**Your assignment**
Render this sentence from the essay on grief in Spanish: "Although normality was suspended for a few weeks, even close family and friends must return to their normal lives at some point."

START Excerpt to read

Grief
"This is far from all theology—simply the fact that the poorest woodcutter, heath farmer or miner can have moments of emotion and mood that give him a sense of an eternal home that he is close to."
It is a cliché, but a central question of human experience is when grieving should end and routine life resume. I imagine that this question was forced upon Ancient peoples without room to maneuver - their village was razed and burned, but in a week they were cobbling shoes and tilling the soil. One watches their child expire from an unknown disease, but tomorrow there's market to be done. To this imagined Ancient Person, daily life must have been monumental - You are always at the antechamber of a great event.
Us moderns in great cities, we can allow ourselves to fall into the stupor of grief. Our employers are fairly comprehensive on our personal suffering - in Europe I have seen depression cases receive over 6 months of medical leave -, the more mundane operations of eating and shopping are resolved with a click, friends and family have more available time to come and support us in our mourning. In theory many of us could live like the protagonist of Ottessa Moshfegh's "My Year of Rest and Relaxation", just sleeping through the days for a few months. Thus, our grieving can reach truly epic proportions, as we are encouraged to engage in self-analysis and to ruminate on ever more complex feelings by modern therapeutics.
My objective, however, is not to bash modernity. As the Ancients were given Sea Peoples and Famine, comfort is the burden allotted to us, and we should manage it as we can.
In her New York Times article writing on the death of her husband, Joan Didion describes the first day when all her support network went home and she has to sleep alone for the first time. Although normality was suspended for a few weeks, even close family and friends must return to their normal lives at some point. Normalcy is forced upon you - the angel of Death came to your home, it has taken someone yet you remained. There is strangely even a certain envy of the dead in those first days on the threshold between the grieving period and daily life, where you resent the expired person for not having to deal with supermarket lists and bills to pay while their absence still weighs upon you.

END Excerpt to read
START Data under study

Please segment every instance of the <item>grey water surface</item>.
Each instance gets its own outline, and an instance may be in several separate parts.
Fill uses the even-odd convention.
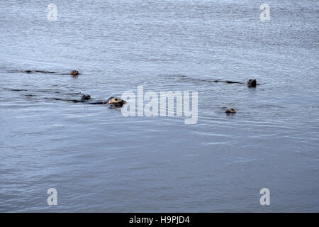
[[[1,1],[0,211],[318,212],[318,6]],[[197,123],[59,100],[140,85],[197,91]]]

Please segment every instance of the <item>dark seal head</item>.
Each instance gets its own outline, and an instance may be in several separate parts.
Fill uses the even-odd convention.
[[[236,112],[236,110],[233,108],[230,108],[225,111],[226,114],[235,114]]]
[[[91,99],[91,96],[89,94],[84,94],[82,95],[82,97],[81,98],[81,101],[86,101],[86,100],[90,100]]]
[[[77,70],[72,70],[72,71],[71,71],[69,74],[74,75],[74,76],[77,76],[79,74],[79,71],[77,71]]]
[[[248,87],[256,87],[257,81],[256,79],[250,79],[246,83]]]

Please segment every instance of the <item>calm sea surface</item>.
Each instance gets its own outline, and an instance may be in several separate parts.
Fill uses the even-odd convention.
[[[0,211],[319,211],[318,1],[50,3],[1,2]],[[139,85],[198,91],[197,123],[57,100]]]

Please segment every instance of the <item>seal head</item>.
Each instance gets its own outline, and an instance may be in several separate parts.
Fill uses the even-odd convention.
[[[250,87],[256,87],[257,81],[256,79],[250,79],[246,83],[246,84]]]
[[[236,112],[236,110],[233,108],[230,108],[225,111],[226,114],[235,114]]]
[[[74,75],[74,76],[77,76],[79,74],[79,71],[77,71],[77,70],[72,70],[72,71],[71,71],[69,74]]]
[[[86,100],[90,100],[91,99],[91,96],[89,94],[84,94],[82,95],[82,97],[81,98],[81,101],[84,101]]]
[[[124,104],[125,103],[126,103],[126,101],[125,101],[122,99],[114,96],[108,98],[108,99],[106,101],[107,104]]]

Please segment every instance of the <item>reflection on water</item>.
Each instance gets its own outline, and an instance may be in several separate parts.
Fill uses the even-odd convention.
[[[318,211],[318,3],[267,3],[3,2],[0,211]],[[140,85],[198,91],[197,123],[68,101]]]

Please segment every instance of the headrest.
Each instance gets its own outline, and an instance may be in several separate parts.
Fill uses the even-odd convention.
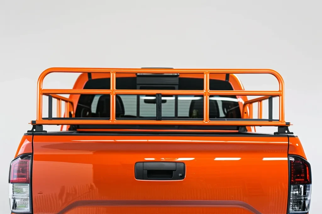
[[[97,101],[96,116],[98,117],[109,117],[110,111],[110,97],[109,95],[102,95]],[[125,110],[122,99],[119,95],[116,96],[115,116],[119,117],[124,115]]]
[[[214,118],[219,117],[219,108],[218,104],[215,100],[209,100],[209,118]],[[204,98],[201,97],[199,99],[194,99],[191,101],[189,109],[189,117],[194,118],[204,118]]]

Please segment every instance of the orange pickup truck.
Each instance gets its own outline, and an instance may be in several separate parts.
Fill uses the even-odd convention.
[[[81,73],[72,89],[43,88],[54,72]],[[243,73],[272,75],[279,89],[246,90]],[[48,69],[10,165],[11,212],[308,213],[311,167],[285,120],[284,87],[267,69]],[[263,126],[276,132],[256,132]]]

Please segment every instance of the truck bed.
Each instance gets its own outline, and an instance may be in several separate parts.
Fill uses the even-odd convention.
[[[34,133],[33,213],[286,213],[291,137]],[[151,161],[184,163],[184,178],[136,179]]]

END Data under study

**Problem solution**
Aunque la normalidad quedó suspendida durante unas semanas, incluso los familiares y amigos cercanos deben volver a sus vidas normales en algún momento.